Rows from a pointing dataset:
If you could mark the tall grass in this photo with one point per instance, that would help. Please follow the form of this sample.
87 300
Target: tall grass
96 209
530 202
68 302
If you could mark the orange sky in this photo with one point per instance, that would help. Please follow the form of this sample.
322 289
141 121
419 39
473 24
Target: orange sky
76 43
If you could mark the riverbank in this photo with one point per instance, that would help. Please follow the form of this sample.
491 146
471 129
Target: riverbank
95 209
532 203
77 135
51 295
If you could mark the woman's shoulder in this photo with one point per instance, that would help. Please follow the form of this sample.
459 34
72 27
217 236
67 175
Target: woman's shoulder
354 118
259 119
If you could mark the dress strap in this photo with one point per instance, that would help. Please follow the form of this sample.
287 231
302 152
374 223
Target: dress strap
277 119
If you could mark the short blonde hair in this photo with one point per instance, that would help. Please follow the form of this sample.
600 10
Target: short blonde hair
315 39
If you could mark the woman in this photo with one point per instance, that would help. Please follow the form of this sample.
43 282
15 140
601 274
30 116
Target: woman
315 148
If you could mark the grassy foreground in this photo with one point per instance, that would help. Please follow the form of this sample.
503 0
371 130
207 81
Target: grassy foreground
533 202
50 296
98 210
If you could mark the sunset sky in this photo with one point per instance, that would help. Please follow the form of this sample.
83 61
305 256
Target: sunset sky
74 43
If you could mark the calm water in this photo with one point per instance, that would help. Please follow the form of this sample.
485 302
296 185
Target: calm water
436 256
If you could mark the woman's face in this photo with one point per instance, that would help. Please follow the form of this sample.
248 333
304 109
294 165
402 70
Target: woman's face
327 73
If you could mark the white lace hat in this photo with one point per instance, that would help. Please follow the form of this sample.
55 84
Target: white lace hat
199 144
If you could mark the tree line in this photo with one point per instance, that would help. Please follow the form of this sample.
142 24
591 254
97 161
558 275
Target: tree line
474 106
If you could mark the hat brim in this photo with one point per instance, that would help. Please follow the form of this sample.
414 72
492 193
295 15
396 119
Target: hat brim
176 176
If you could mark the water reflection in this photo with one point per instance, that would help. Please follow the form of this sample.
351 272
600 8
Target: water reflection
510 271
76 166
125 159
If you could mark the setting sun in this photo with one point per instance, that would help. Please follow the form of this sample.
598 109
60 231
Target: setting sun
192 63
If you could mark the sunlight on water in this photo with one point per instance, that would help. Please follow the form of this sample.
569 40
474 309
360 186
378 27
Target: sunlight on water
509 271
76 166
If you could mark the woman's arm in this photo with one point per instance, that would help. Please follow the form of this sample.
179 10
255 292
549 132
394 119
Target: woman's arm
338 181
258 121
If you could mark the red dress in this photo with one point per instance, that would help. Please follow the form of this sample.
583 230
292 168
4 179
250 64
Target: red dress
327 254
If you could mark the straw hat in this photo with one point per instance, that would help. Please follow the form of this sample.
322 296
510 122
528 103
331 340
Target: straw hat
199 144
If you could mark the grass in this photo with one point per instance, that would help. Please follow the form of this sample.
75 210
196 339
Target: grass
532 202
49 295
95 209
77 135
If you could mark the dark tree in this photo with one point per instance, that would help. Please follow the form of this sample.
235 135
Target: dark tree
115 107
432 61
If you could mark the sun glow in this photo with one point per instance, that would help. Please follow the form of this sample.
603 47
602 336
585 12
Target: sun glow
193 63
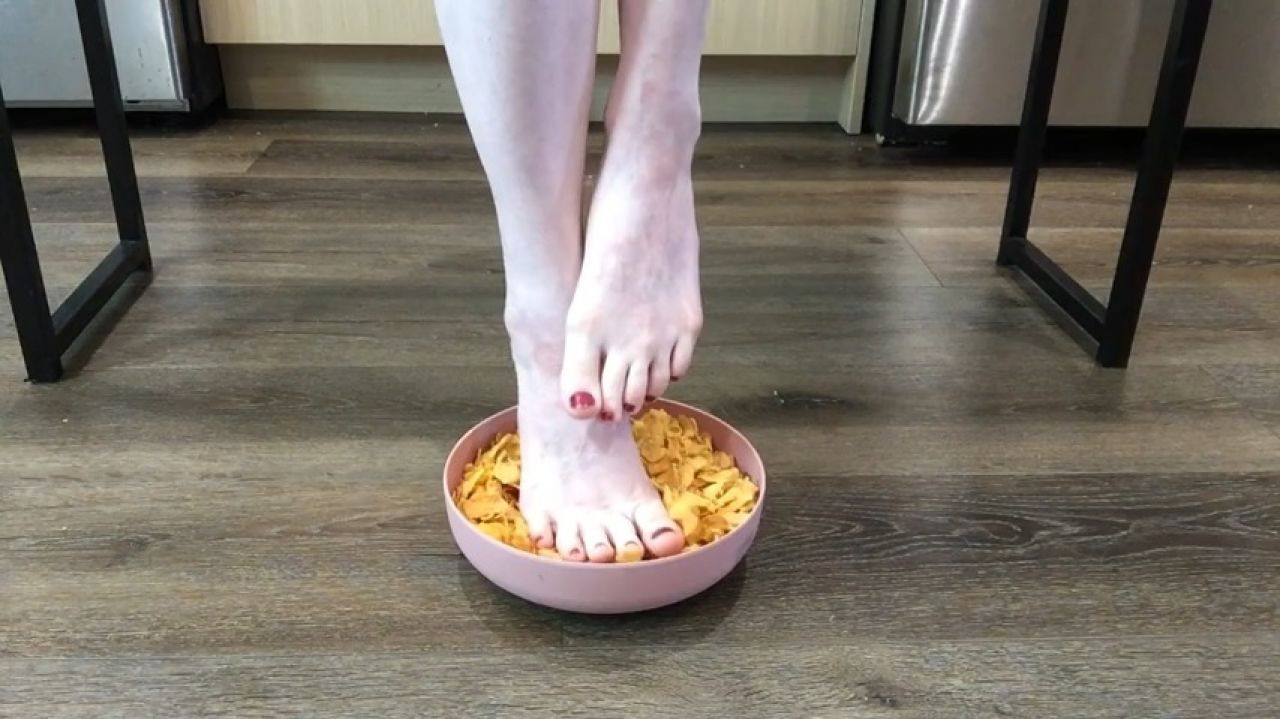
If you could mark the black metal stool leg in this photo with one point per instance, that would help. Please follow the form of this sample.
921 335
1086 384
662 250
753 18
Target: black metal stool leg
1155 174
1031 136
109 110
21 266
44 337
1111 325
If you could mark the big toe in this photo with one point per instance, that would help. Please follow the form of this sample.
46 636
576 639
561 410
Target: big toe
580 376
539 527
661 536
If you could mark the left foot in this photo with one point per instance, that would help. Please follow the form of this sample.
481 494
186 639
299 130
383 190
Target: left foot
636 311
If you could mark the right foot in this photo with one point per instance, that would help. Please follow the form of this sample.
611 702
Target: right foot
583 486
636 311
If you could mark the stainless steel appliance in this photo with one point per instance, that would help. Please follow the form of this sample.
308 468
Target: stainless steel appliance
161 60
961 63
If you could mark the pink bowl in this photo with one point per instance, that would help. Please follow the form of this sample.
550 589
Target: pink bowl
603 589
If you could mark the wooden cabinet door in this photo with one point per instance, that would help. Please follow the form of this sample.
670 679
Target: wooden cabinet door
736 27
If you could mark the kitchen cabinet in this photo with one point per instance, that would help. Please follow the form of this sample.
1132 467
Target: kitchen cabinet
818 44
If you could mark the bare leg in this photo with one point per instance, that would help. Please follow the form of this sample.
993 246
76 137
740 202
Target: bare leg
638 302
524 73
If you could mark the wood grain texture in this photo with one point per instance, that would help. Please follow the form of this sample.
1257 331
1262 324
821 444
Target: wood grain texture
233 508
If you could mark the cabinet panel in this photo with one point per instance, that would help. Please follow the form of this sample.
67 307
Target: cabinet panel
736 27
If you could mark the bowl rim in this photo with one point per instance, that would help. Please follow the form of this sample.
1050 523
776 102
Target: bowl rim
661 403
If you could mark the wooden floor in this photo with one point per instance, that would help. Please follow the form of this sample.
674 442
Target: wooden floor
232 509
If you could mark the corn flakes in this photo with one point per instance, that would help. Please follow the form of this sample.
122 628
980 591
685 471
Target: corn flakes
702 488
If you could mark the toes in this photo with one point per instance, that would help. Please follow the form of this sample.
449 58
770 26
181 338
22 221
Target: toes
613 381
568 539
638 388
657 531
682 356
540 529
659 378
622 532
580 376
597 540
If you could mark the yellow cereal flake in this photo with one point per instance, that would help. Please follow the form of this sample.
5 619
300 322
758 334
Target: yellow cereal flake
702 488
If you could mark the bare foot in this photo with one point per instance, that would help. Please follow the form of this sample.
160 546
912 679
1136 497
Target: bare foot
636 311
583 486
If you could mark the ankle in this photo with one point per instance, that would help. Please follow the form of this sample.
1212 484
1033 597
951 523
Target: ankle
668 120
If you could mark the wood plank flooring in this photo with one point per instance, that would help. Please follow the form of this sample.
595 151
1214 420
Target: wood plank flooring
232 508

▶ _Challenge_:
All of the material above needs to be restated exactly, with no pictures.

▶ _Reply_:
If you could mark the tall grass in this photo with one point per instance, that would help. Please follow the form of this sample.
87 300
Target: tall grass
96 209
530 202
68 302
If you could mark the orange sky in this photo with one point per instance, that would help. Please follow the form of this sample.
322 289
141 121
419 39
473 24
Target: orange sky
76 43
If you could mark the riverbank in this photo with one point per instance, that would help. Please follow the form of this sample.
491 146
471 129
Target: riverbank
95 209
532 203
77 135
51 295
If you could mark the woman's shoulder in this photo with one point per instance, that would help. Please follow the form of this sample.
459 34
72 27
217 236
67 175
Target: woman's shoulder
354 118
259 119
If you could mark the dress strap in this photo with one point per instance, that would help. Please follow the form of this sample.
287 231
302 152
374 223
Target: dress strap
277 119
If you could mark the short blonde hair in this photo with one point per instance, that would help. Please follow the form of this sample.
600 10
Target: short blonde hair
315 39
If you could mark the woman in this photo with one point per instance, that would help. Please follow the form of this sample.
43 282
15 140
601 274
30 116
Target: woman
315 148
If you could mark the grassy foreground in this photo with one point per instance, that would help. Please follow the form of this sample.
503 0
371 130
207 81
Target: grassy foreground
533 202
50 296
98 210
If you could mark the sunset sky in this photo with one point per instance, that would help. Please follow the form of this sample.
83 61
305 256
Target: sunset sky
74 43
If you could mark the calm water in this photo with one point per instance, that would help. Please follow the form of this sample.
485 302
296 185
Target: calm water
436 256
If you could mark the woman's face in this photo with one point per instance, that would help. Please follow the form of this sample.
248 333
304 109
294 165
402 70
Target: woman's face
327 73
If you could mark the white lace hat in this photo with one point per instance, that would help. Please follow the form of this sample.
55 84
Target: white lace hat
199 144
If you could mark the tree line in this photo with one point per instance, that would help. Please follow the form of this sample.
142 24
591 254
97 161
558 275
Target: tree line
474 106
If you could mark the hat brim in this photo with one point per instance, that would help. Please follow the form of this sample.
414 72
492 193
295 15
396 119
Target: hat brim
176 176
If you could mark the water reflection in this photo with one point per instance, that would help. Please follow the form of this sample.
351 272
600 8
Target: water reflection
510 271
76 166
125 159
If you could mark the setting sun in this photo with one point per instance, that would help. Please follow the form of this sample.
598 109
60 231
Target: setting sun
192 63
If you could mark the sunlight on water in this photo with one point per instance, that would help. Please follow the form of this sample.
569 40
474 309
360 186
378 27
Target: sunlight on water
509 271
76 166
If you could mark the woman's arm in this photo with one point per instance, that would help. Please follow the form of this sample.
179 10
255 292
549 132
394 119
Target: woman's arm
338 181
258 121
If you could mark the red dress in this photo with one point per instance, that would help. Please follow the form of this sample.
583 230
292 168
4 179
250 64
Target: red dress
327 254
If you could mark the straw hat in this photo with one point per instance, that would help. Please follow the form of this sample.
322 296
510 122
528 103
331 340
Target: straw hat
199 144
If you could mark the grass in this photo with one point per instance, that would help. Please follow the form of this sample.
75 210
196 339
Target: grass
532 202
49 295
95 209
77 135
If you could mark the dark tree in this photo with one point per instance, that would help. Please follow the form of this sample.
235 135
Target: dark tree
115 107
432 61
If you could mark the sun glow in this photo with one point per instance, that would help. Please follow the form of this sample.
603 47
602 336
585 12
Target: sun glow
193 63
If you could mark the black metal stool leg in this photo with one point per instance, that would help. Please follow the form of this sample.
921 335
1086 384
662 250
753 18
Target: black metal stool leg
1155 174
1031 136
109 110
21 266
44 337
1111 325
If you could mark the big toe in this photo with one point per instance, that would help. Please follow the form of this sample.
46 636
576 639
561 410
Target: big toe
580 376
539 527
661 536
If you could mark the left foot in this photo with one point per instance, that would help. Please follow the form of this sample.
481 494
186 639
299 130
383 190
Target: left foot
636 311
If you could mark the right foot in this photo with one point per instance, that would help. Please follow the form of this sample.
611 702
Target: right foot
583 486
636 311
If you could mark the stainless steel appliance in this photo with one point per instance, that would help. Please follow the form of this sample.
308 468
Target: stainless steel appliance
161 60
961 63
If you could mark the pink bowl in this photo with one point per instance, that would help. Please follow the form of this sample.
550 589
Target: pink bowl
603 589
If you could mark the wooden cabinet door in this photo with one point per instance, that would help. Please follow the form of this sample.
670 679
Target: wooden cabinet door
736 27
If you could mark the kitchen cabinet in this photo with one point per instance, that would help. Please follow the form of this sample.
1132 467
Target: kitchen cabinet
818 44
If you could mark the bare leg in this photo with one point per instance, that would help. Please follow the form of this sample.
993 246
76 137
740 202
Target: bare leg
638 302
524 73
If you could mark the wood grain texture in this photo with one point per instance, that would help. Please follow the form of this sample.
1257 331
1262 324
821 444
Target: wood grain texture
233 508
If you could mark the cabinet panel in this photo with one point per instance, that would help. Please follow the form of this sample.
67 307
Target: cabinet panel
736 27
If you could mark the bowl rim in this photo with one point per instance, that would help. Please follow the form of this sample.
1050 523
776 102
Target: bowl rim
661 403
If you could mark the wooden floor in this photo with one point per instance, that would help. Please follow the form of this sample.
674 442
Target: wooden floor
232 509
If you could mark the corn flakes in this photo with one point per instance, that would help. Please follow the form of this sample.
122 628
980 591
685 471
Target: corn flakes
702 488
If you could mark the toes in this photo with one point per instance, that would help. Please follow the form of this sample.
449 58
770 26
181 338
22 221
Target: toes
613 381
568 539
638 388
657 531
682 356
540 529
659 378
622 532
580 376
597 540
If you could mark the yellow cereal flake in this photo with one point per instance, that would help. Please follow the form of this sample.
5 619
300 322
758 334
Target: yellow cereal flake
702 488
If you could mark the bare foot in this photo with one point per instance, that would help. Please follow the form of this sample.
160 546
912 679
1136 497
Target: bare foot
636 311
583 486
If you could mark the ankle in this photo with one point per instance, that would help. Please follow the form of this sample.
1212 484
1033 597
951 523
Target: ankle
668 120
If you could mark the wood plank flooring in this photo with one point per instance, that would help. Please follow the form of this sample.
595 151
1214 420
Target: wood plank flooring
232 508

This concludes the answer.